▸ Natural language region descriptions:
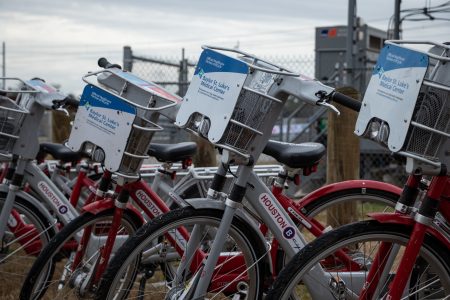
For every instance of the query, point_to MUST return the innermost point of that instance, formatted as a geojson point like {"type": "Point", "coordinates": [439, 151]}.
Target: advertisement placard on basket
{"type": "Point", "coordinates": [106, 121]}
{"type": "Point", "coordinates": [396, 81]}
{"type": "Point", "coordinates": [214, 91]}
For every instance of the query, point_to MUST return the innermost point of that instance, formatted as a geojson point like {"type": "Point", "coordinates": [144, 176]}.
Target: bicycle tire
{"type": "Point", "coordinates": [59, 258]}
{"type": "Point", "coordinates": [322, 250]}
{"type": "Point", "coordinates": [13, 269]}
{"type": "Point", "coordinates": [367, 200]}
{"type": "Point", "coordinates": [130, 255]}
{"type": "Point", "coordinates": [364, 201]}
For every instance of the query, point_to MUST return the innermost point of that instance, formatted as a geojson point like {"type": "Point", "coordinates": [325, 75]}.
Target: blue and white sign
{"type": "Point", "coordinates": [104, 120]}
{"type": "Point", "coordinates": [214, 90]}
{"type": "Point", "coordinates": [393, 88]}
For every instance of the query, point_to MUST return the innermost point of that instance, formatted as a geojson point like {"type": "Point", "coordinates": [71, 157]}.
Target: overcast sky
{"type": "Point", "coordinates": [62, 40]}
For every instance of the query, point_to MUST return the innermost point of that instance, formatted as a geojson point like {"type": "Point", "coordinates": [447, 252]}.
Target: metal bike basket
{"type": "Point", "coordinates": [12, 115]}
{"type": "Point", "coordinates": [229, 102]}
{"type": "Point", "coordinates": [11, 119]}
{"type": "Point", "coordinates": [117, 118]}
{"type": "Point", "coordinates": [420, 121]}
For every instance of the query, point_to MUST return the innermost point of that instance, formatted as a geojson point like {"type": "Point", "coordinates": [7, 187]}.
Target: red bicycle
{"type": "Point", "coordinates": [78, 272]}
{"type": "Point", "coordinates": [404, 254]}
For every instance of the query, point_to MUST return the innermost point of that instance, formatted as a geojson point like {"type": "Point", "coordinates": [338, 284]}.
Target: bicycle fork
{"type": "Point", "coordinates": [10, 198]}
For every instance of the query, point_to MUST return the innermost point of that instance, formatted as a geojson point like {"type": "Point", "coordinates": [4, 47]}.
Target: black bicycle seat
{"type": "Point", "coordinates": [301, 155]}
{"type": "Point", "coordinates": [172, 152]}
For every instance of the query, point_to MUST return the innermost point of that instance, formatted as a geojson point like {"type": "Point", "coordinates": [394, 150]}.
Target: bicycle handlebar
{"type": "Point", "coordinates": [347, 101]}
{"type": "Point", "coordinates": [71, 101]}
{"type": "Point", "coordinates": [104, 63]}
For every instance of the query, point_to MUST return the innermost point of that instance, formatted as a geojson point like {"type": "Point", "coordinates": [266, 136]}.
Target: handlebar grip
{"type": "Point", "coordinates": [346, 101]}
{"type": "Point", "coordinates": [72, 102]}
{"type": "Point", "coordinates": [104, 63]}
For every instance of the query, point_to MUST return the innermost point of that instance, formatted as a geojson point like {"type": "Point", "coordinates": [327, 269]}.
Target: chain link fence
{"type": "Point", "coordinates": [299, 122]}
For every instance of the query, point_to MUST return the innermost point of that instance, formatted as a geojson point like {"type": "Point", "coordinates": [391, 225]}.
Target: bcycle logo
{"type": "Point", "coordinates": [141, 195]}
{"type": "Point", "coordinates": [270, 207]}
{"type": "Point", "coordinates": [49, 194]}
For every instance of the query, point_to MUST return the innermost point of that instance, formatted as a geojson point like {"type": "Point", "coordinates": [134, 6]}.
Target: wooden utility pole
{"type": "Point", "coordinates": [342, 156]}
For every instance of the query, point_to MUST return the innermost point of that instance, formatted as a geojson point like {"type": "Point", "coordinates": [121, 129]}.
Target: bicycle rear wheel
{"type": "Point", "coordinates": [70, 280]}
{"type": "Point", "coordinates": [146, 266]}
{"type": "Point", "coordinates": [430, 278]}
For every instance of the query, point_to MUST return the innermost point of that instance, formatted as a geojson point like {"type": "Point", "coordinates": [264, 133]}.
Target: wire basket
{"type": "Point", "coordinates": [410, 106]}
{"type": "Point", "coordinates": [251, 111]}
{"type": "Point", "coordinates": [117, 118]}
{"type": "Point", "coordinates": [11, 119]}
{"type": "Point", "coordinates": [229, 101]}
{"type": "Point", "coordinates": [430, 126]}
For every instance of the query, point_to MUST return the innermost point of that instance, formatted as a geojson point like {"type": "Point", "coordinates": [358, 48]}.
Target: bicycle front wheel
{"type": "Point", "coordinates": [430, 278]}
{"type": "Point", "coordinates": [27, 233]}
{"type": "Point", "coordinates": [72, 280]}
{"type": "Point", "coordinates": [148, 265]}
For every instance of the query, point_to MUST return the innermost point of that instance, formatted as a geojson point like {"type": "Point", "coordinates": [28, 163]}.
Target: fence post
{"type": "Point", "coordinates": [342, 156]}
{"type": "Point", "coordinates": [183, 75]}
{"type": "Point", "coordinates": [127, 58]}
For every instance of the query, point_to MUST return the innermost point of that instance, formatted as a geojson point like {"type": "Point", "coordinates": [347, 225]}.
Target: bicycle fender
{"type": "Point", "coordinates": [99, 206]}
{"type": "Point", "coordinates": [32, 201]}
{"type": "Point", "coordinates": [406, 220]}
{"type": "Point", "coordinates": [202, 203]}
{"type": "Point", "coordinates": [350, 184]}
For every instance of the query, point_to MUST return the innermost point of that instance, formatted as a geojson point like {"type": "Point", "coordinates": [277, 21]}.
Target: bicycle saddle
{"type": "Point", "coordinates": [301, 155]}
{"type": "Point", "coordinates": [59, 152]}
{"type": "Point", "coordinates": [172, 152]}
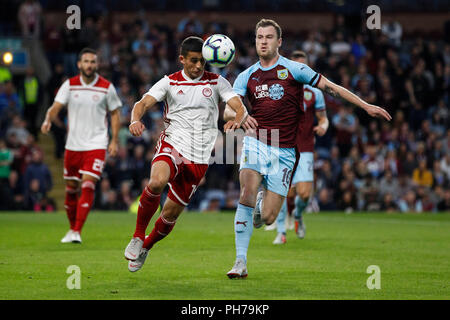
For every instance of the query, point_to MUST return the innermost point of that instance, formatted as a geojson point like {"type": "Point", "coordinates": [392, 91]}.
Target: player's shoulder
{"type": "Point", "coordinates": [245, 75]}
{"type": "Point", "coordinates": [75, 81]}
{"type": "Point", "coordinates": [209, 76]}
{"type": "Point", "coordinates": [291, 64]}
{"type": "Point", "coordinates": [176, 76]}
{"type": "Point", "coordinates": [315, 90]}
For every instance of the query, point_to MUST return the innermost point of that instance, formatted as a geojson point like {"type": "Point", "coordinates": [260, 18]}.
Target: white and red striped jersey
{"type": "Point", "coordinates": [87, 107]}
{"type": "Point", "coordinates": [191, 111]}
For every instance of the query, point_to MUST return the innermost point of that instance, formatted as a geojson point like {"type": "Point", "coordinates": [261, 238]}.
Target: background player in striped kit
{"type": "Point", "coordinates": [88, 97]}
{"type": "Point", "coordinates": [191, 98]}
{"type": "Point", "coordinates": [274, 88]}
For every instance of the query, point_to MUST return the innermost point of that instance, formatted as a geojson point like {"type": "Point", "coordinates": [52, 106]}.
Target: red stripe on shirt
{"type": "Point", "coordinates": [75, 89]}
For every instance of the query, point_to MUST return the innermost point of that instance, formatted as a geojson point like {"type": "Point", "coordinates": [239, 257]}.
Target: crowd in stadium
{"type": "Point", "coordinates": [361, 164]}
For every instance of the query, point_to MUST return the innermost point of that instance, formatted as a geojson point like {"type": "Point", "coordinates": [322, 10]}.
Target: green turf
{"type": "Point", "coordinates": [412, 251]}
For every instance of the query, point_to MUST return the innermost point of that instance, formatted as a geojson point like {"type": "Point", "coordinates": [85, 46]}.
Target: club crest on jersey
{"type": "Point", "coordinates": [276, 91]}
{"type": "Point", "coordinates": [307, 95]}
{"type": "Point", "coordinates": [282, 74]}
{"type": "Point", "coordinates": [207, 92]}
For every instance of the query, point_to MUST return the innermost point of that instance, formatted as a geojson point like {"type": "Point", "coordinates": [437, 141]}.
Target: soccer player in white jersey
{"type": "Point", "coordinates": [89, 98]}
{"type": "Point", "coordinates": [191, 98]}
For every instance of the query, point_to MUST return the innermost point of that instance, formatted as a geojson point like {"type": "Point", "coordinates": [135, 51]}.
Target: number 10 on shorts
{"type": "Point", "coordinates": [98, 165]}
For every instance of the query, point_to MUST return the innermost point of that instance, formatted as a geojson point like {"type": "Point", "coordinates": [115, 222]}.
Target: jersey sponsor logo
{"type": "Point", "coordinates": [307, 95]}
{"type": "Point", "coordinates": [282, 74]}
{"type": "Point", "coordinates": [262, 91]}
{"type": "Point", "coordinates": [276, 91]}
{"type": "Point", "coordinates": [207, 92]}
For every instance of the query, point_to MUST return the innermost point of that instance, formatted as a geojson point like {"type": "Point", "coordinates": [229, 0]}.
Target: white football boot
{"type": "Point", "coordinates": [137, 264]}
{"type": "Point", "coordinates": [68, 237]}
{"type": "Point", "coordinates": [280, 239]}
{"type": "Point", "coordinates": [239, 270]}
{"type": "Point", "coordinates": [257, 216]}
{"type": "Point", "coordinates": [133, 249]}
{"type": "Point", "coordinates": [76, 237]}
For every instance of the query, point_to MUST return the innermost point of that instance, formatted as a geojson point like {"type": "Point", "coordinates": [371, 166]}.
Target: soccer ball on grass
{"type": "Point", "coordinates": [218, 50]}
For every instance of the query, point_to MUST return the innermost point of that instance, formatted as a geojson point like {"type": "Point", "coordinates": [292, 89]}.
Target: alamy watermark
{"type": "Point", "coordinates": [74, 20]}
{"type": "Point", "coordinates": [374, 281]}
{"type": "Point", "coordinates": [374, 20]}
{"type": "Point", "coordinates": [74, 280]}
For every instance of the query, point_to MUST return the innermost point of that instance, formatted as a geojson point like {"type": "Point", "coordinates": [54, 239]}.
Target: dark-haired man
{"type": "Point", "coordinates": [88, 97]}
{"type": "Point", "coordinates": [274, 87]}
{"type": "Point", "coordinates": [191, 98]}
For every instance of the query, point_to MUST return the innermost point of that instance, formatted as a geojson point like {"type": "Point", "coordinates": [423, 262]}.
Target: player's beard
{"type": "Point", "coordinates": [89, 75]}
{"type": "Point", "coordinates": [268, 54]}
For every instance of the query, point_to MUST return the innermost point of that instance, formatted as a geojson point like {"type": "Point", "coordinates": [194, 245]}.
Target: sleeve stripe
{"type": "Point", "coordinates": [313, 79]}
{"type": "Point", "coordinates": [313, 82]}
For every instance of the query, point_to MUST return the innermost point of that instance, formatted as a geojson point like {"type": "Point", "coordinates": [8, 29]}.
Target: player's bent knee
{"type": "Point", "coordinates": [304, 193]}
{"type": "Point", "coordinates": [248, 197]}
{"type": "Point", "coordinates": [157, 184]}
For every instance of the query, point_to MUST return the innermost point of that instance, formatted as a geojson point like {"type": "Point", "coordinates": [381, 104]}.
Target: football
{"type": "Point", "coordinates": [218, 50]}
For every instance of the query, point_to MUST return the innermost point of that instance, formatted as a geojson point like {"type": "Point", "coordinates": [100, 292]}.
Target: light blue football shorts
{"type": "Point", "coordinates": [305, 168]}
{"type": "Point", "coordinates": [273, 163]}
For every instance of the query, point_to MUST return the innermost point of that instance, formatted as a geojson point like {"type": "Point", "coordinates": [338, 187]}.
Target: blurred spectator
{"type": "Point", "coordinates": [29, 17]}
{"type": "Point", "coordinates": [125, 198]}
{"type": "Point", "coordinates": [14, 193]}
{"type": "Point", "coordinates": [388, 184]}
{"type": "Point", "coordinates": [9, 105]}
{"type": "Point", "coordinates": [347, 202]}
{"type": "Point", "coordinates": [388, 203]}
{"type": "Point", "coordinates": [422, 176]}
{"type": "Point", "coordinates": [18, 129]}
{"type": "Point", "coordinates": [32, 94]}
{"type": "Point", "coordinates": [444, 204]}
{"type": "Point", "coordinates": [393, 30]}
{"type": "Point", "coordinates": [410, 203]}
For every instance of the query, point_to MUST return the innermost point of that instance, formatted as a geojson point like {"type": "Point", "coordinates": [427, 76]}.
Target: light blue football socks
{"type": "Point", "coordinates": [243, 229]}
{"type": "Point", "coordinates": [300, 205]}
{"type": "Point", "coordinates": [281, 226]}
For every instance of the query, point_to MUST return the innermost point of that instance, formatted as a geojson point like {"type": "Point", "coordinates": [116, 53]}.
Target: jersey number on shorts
{"type": "Point", "coordinates": [194, 188]}
{"type": "Point", "coordinates": [286, 176]}
{"type": "Point", "coordinates": [98, 165]}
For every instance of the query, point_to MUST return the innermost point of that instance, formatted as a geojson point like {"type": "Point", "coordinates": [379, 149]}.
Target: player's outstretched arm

▸ WHAT YOU WILL DO: Set down exactly what runs from the line with "Target: jersey number on shorts" to the last line of the data above, including both of those lines and no others.

▸ WRITTEN REPLY:
Target: jersey number on shorts
{"type": "Point", "coordinates": [194, 188]}
{"type": "Point", "coordinates": [286, 176]}
{"type": "Point", "coordinates": [98, 165]}
For every instance of the query, point_to MUST return the innermost point of that instance, formatted as a geojson point like {"type": "Point", "coordinates": [379, 149]}.
Target: player's outstretched arm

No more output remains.